■ REQUIRED WORK: Write out each line of the material again, word for word.

■ RAW DATA:
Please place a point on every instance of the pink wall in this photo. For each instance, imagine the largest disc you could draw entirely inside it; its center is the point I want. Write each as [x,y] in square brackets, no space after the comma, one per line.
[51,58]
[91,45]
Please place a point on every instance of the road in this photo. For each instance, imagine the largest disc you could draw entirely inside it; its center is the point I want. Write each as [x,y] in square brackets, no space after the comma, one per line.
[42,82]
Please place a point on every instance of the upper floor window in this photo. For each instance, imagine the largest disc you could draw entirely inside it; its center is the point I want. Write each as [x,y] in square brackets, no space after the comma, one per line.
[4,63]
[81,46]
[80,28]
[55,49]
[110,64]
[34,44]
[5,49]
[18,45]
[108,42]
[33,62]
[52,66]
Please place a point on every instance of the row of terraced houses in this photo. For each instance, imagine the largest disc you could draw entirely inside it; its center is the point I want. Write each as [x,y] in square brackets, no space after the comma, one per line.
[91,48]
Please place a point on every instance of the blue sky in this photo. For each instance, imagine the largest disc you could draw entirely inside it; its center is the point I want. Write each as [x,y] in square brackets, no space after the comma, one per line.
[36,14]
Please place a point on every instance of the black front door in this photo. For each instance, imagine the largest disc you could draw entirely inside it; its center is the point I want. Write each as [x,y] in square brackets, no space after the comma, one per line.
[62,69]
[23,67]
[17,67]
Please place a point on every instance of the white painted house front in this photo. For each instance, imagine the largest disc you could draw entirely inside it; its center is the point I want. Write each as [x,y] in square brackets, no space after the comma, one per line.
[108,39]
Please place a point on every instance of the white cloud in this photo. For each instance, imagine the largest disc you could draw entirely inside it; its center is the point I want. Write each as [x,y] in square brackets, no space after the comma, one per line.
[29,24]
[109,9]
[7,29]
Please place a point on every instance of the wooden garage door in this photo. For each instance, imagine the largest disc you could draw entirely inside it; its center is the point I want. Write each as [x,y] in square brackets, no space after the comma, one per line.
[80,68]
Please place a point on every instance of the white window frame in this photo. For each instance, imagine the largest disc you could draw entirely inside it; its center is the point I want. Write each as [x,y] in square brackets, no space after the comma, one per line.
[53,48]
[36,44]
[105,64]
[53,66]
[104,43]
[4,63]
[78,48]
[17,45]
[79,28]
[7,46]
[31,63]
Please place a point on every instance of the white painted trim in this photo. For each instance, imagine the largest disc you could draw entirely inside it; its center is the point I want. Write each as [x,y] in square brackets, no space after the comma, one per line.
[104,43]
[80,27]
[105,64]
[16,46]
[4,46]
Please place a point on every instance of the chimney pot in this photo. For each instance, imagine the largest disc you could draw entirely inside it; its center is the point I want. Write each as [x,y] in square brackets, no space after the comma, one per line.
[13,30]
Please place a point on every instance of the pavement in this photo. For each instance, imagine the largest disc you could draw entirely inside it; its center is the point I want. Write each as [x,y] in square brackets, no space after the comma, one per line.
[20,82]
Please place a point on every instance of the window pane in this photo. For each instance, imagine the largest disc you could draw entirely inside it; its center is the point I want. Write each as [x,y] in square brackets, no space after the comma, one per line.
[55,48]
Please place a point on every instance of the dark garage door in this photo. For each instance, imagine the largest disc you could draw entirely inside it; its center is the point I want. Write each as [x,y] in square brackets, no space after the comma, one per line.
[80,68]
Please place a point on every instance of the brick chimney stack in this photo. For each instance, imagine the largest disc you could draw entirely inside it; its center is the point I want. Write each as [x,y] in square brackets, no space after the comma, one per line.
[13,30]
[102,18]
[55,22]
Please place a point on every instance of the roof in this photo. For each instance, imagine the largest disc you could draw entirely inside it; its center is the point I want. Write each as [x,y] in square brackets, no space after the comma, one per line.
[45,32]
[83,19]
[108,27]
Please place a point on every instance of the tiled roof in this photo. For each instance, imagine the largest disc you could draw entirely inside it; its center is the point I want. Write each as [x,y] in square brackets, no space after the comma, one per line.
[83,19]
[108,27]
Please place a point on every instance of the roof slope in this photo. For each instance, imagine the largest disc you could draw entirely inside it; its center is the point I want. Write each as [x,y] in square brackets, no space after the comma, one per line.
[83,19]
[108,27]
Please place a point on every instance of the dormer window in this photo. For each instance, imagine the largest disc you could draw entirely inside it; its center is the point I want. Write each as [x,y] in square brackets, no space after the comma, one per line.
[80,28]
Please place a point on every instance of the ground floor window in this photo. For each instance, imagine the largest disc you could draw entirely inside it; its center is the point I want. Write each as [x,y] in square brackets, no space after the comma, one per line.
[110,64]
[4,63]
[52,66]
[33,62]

■ THE SOLUTION:
Please place a point on every instance of the pink wall in this photo. For each instance, imagine the largest disc you could draw entirely inside it; its center is the point I want. Write each as [x,y] in square brackets, no space after the comma, one per line.
[51,58]
[91,45]
Please place a point on every instance of the road in this photo. For each instance, imagine the largest disc you could draw entirely inside it; its center is the point I want. Write each as [x,y] in square brackets, no space after the comma, one per line.
[42,82]
Please place a point on every instance of the upper floor window in this photo. For each instance, imagine the largest disc you could draw entirely inside it; its center is the point I want. Write each as [x,y] in square brackets, no space after the comma, one per line.
[4,63]
[81,46]
[80,28]
[55,49]
[110,64]
[34,44]
[5,49]
[18,45]
[108,42]
[33,62]
[52,66]
Please place a point on every instance of the row of terraced houses in this photo. For each instance, imagine the largest disc you could draw entirely inside it; its center is the point I want. Write each as [x,y] in square brackets, no space after the comma, one per line.
[91,48]
Please place a point on every instance of the blue sky in this photo. For each instance, imagine the largest disc you could draw entirely inside it; its center is the point I want. Write each as [x,y] in square brackets, no space after the comma, one per line.
[36,14]
Please place a point on every instance of the black front door in this photo. For each instance, imagine the largest disc you could draw entirely inside it; its center is the point I want. Write each as [x,y] in square brackets, no space after the comma, one per line.
[62,69]
[23,67]
[17,67]
Please place a point on every instance of the white painted house front in this photo. For each instance, imagine the largest disc you could draw entirely inside it; its center is the point I want. Write each as [x,y] in square brackets, no space after the comma, one per line.
[108,39]
Please place a point on every instance of the white cloud in this photo. For each instance, imagine the largest disc you could draw entirely inside it; its center is the point I want. Write each as [x,y] in square brackets, no space after the comma, one per line.
[29,24]
[109,9]
[7,29]
Please place a point on every instance of the wooden garage door in this photo. For each instance, imagine the largest disc you could draw entirely inside it; its center is the point I want. Write each as [x,y] in square brackets, no space after the comma, one per line.
[80,68]
Please place a point on every instance of the white window frame in this photo. For each instance, imagine the largest disc you could draw entirely inside it; its center is the point I want. Write each as [x,y] in square brackets, no space after the comma, one per line.
[53,48]
[36,44]
[105,64]
[53,66]
[104,43]
[4,63]
[78,48]
[17,45]
[79,28]
[7,46]
[31,63]
Please place a point on every instance of the white painted trim in this photo. For each instance, imagine the largest disc you could draw entirely inside it; its center is the point I want. Write each as [x,y] in square brackets, no space after the comma, one per line.
[104,43]
[80,27]
[105,64]
[16,46]
[4,46]
Please place a point on every instance of the chimney pot in this photo. For each instance, imagine the largest disc you could draw entirely inside it; its center is the point I want. Write each as [x,y] in square brackets, no space after the comma, one per line.
[13,30]
Please place a point on every instance of the pavement in this photo. For each instance, imagine the largest disc you could draw entirely inside it; its center is the point I want. Write each as [x,y] in square brackets, no space after the comma, one per line.
[20,82]
Please place a point on every instance of the window pane in this photo. For each instance, imagine the largest disc you could draw entirely inside it; its center is the point I want. Write each as [x,y] in square brackets, no space after the comma, one per line.
[55,48]
Please place a point on every instance of the dark garage door in this photo. For each instance, imagine the largest disc you could draw entirely inside it; its center is the point I want. Write each as [x,y] in square brackets, no space after the comma, one per line.
[80,68]
Please place a point on every instance of the brick chimney stack in this photo. For each instance, imagine the largest disc you could draw entirely inside it; its center is the point I want. Write each as [x,y] in square brackets, no space after the comma, one per line.
[13,30]
[102,18]
[55,22]
Please place a point on every instance of the roof in this photo. For each instance, imagine the largest disc you could draw entirely inside it; its center is the point I want. Write each as [x,y] in square brackets, no space after the comma, one per line.
[45,32]
[83,19]
[108,27]
Please place a point on every instance of the tiled roof in this photo. For each instance, imagine the largest disc you could draw entirely inside it; its center is the point I want. Write each as [x,y] in square brackets, no space after the comma, one per line.
[83,19]
[108,27]
Please place a point on every instance of the roof slope in this photo. For each instance, imagine the largest disc you could draw entirely inside it; its center is the point I want. Write each as [x,y] in square brackets, no space after the comma, one per line.
[83,19]
[108,27]
Please place a point on every instance of the dormer window in this photo. For each instance, imagine the largest disc you could draw entirely inside it; its center is the point I want. Write each as [x,y] in square brackets, no space after the comma, one per line.
[80,28]
Please place a point on every instance of the ground floor window in this photo. For each instance, imagine the largest disc you could draw entirely inside it; its center is the point I want. Write each as [x,y] in square brackets, no space after the comma, one per line.
[110,64]
[4,63]
[52,66]
[33,62]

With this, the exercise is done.